Tally the lines in the entries where the string "hair" appears, and write only the total.

[Source records]
--- START ---
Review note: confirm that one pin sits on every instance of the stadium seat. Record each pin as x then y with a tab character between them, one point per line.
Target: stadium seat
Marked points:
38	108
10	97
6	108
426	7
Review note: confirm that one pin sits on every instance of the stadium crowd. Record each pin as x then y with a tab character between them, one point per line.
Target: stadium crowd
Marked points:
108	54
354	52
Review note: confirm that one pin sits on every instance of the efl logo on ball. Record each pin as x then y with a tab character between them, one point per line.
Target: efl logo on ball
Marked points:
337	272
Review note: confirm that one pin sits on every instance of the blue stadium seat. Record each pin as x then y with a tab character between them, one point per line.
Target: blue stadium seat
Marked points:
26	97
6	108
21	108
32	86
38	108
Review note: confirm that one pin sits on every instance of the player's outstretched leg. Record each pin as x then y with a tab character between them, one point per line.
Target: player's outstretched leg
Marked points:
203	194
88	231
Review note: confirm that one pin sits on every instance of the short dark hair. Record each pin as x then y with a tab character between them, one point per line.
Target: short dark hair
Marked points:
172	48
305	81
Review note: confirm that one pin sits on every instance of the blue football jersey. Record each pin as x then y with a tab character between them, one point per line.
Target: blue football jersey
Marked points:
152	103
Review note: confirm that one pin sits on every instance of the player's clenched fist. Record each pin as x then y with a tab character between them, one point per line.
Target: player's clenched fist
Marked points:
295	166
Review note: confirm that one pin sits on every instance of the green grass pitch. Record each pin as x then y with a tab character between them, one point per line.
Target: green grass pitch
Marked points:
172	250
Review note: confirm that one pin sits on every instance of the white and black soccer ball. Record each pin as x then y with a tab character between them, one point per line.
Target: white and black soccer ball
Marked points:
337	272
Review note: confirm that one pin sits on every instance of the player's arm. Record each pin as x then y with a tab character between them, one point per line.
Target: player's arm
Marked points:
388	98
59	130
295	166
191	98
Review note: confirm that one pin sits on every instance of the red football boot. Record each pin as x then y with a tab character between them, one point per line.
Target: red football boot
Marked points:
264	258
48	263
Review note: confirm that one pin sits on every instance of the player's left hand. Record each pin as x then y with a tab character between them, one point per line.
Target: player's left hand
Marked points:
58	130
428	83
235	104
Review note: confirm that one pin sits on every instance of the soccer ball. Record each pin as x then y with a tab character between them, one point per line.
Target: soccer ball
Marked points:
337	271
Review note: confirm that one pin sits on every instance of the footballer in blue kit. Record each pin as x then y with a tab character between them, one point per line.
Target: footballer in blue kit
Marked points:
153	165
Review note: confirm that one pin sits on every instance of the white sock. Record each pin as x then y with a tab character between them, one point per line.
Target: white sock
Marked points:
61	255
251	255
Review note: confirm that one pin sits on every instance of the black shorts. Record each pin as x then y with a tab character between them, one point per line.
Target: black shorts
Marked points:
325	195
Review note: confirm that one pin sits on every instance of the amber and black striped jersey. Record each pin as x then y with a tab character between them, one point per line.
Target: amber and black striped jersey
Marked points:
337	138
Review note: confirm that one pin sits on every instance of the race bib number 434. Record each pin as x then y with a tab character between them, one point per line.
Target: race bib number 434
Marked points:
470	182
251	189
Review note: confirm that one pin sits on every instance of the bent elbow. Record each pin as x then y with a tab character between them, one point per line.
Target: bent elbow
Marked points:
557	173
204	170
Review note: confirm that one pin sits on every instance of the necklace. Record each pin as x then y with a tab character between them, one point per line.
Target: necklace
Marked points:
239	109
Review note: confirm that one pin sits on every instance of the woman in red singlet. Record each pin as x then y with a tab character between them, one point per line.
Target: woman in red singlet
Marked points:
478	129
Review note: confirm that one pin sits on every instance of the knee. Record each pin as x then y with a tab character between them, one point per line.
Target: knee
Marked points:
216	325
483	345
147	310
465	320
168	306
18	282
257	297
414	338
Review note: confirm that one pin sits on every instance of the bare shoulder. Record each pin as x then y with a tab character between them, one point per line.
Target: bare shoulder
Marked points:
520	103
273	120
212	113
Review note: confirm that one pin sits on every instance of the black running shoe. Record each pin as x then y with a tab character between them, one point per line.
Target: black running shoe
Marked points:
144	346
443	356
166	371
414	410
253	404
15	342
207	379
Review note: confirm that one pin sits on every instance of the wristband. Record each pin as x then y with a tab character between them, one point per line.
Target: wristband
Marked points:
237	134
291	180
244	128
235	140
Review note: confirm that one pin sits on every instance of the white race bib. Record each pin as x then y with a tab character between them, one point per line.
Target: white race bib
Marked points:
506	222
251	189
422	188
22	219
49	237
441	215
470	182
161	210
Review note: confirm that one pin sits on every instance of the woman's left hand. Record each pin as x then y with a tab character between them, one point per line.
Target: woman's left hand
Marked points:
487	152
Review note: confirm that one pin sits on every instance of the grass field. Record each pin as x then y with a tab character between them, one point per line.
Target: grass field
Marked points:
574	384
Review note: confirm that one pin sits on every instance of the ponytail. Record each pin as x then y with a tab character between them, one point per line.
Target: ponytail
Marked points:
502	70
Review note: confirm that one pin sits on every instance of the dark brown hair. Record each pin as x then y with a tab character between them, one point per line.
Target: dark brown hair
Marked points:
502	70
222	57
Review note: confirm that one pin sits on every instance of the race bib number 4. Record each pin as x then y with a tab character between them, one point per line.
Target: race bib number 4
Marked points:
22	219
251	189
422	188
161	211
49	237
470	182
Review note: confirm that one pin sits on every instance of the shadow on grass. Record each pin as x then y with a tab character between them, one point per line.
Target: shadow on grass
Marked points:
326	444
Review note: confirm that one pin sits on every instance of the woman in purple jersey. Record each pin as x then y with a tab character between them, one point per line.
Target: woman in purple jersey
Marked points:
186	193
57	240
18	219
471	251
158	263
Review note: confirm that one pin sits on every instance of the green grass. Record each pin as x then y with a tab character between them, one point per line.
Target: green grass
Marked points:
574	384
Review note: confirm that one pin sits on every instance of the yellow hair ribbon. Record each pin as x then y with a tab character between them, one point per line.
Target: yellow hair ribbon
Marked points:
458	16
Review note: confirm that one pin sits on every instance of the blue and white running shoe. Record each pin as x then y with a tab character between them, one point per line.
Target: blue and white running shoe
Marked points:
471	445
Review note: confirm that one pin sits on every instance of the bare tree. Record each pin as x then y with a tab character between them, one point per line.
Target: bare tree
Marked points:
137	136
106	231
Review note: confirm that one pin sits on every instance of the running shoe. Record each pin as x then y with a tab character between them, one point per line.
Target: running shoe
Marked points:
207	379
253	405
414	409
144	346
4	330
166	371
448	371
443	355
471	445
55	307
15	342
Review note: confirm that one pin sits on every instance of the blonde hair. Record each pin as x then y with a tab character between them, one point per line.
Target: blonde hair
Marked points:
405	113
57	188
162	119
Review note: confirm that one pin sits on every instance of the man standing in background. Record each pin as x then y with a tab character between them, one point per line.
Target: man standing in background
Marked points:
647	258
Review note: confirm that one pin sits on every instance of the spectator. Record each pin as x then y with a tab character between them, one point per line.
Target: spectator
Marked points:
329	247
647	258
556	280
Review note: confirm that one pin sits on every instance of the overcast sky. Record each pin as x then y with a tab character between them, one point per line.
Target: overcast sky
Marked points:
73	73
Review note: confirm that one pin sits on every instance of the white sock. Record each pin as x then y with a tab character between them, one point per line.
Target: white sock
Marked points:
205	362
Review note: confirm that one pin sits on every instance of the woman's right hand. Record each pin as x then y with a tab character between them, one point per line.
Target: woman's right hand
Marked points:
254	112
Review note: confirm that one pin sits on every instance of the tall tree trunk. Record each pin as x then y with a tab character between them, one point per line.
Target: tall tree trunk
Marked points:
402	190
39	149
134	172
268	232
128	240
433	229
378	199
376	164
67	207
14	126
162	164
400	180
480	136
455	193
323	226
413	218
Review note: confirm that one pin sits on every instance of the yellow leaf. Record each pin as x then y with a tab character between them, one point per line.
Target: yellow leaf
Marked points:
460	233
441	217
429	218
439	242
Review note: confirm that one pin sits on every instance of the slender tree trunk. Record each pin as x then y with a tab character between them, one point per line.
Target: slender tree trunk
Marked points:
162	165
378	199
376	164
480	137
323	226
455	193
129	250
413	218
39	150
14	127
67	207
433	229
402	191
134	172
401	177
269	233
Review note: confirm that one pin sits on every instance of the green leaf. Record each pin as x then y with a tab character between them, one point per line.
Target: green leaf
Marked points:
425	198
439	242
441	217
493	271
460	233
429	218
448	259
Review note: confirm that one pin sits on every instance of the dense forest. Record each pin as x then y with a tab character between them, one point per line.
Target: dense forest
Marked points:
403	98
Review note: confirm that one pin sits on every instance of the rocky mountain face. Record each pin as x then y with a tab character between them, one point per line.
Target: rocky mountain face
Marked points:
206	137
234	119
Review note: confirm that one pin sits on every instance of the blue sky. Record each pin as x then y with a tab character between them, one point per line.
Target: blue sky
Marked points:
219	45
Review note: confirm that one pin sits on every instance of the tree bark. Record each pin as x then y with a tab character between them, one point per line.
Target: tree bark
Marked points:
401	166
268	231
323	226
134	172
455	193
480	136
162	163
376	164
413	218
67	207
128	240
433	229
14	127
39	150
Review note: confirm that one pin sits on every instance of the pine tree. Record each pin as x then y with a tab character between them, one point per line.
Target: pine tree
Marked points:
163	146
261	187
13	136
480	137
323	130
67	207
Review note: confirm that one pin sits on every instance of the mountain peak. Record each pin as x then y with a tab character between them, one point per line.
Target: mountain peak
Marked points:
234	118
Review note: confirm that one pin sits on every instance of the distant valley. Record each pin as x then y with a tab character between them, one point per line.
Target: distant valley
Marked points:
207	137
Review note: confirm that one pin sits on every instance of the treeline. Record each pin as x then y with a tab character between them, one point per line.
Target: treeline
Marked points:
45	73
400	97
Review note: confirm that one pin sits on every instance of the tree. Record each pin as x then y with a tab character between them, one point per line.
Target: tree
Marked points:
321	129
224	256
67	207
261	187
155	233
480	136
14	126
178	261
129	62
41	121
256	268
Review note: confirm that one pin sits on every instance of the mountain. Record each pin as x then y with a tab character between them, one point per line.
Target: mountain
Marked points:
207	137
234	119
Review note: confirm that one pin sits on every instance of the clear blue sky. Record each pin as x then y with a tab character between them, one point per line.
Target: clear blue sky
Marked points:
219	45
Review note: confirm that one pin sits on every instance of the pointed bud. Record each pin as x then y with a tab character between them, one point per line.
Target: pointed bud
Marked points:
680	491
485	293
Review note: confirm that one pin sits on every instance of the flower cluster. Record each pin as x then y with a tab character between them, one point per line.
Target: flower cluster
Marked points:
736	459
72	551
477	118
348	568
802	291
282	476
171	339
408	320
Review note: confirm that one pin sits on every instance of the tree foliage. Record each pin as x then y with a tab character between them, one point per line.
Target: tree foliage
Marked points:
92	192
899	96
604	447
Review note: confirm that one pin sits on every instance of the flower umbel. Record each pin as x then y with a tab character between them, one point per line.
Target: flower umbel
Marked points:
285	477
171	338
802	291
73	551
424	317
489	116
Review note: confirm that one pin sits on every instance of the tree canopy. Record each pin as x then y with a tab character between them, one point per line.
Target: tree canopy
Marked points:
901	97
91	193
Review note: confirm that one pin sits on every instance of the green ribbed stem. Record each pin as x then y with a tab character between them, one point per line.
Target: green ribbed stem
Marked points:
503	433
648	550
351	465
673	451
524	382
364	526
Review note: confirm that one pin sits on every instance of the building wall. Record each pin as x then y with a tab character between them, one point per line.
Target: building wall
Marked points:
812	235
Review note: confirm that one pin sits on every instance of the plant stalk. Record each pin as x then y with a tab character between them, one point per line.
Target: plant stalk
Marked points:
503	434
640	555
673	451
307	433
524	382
--- END ---
_WRITTEN RESPONSE_. 8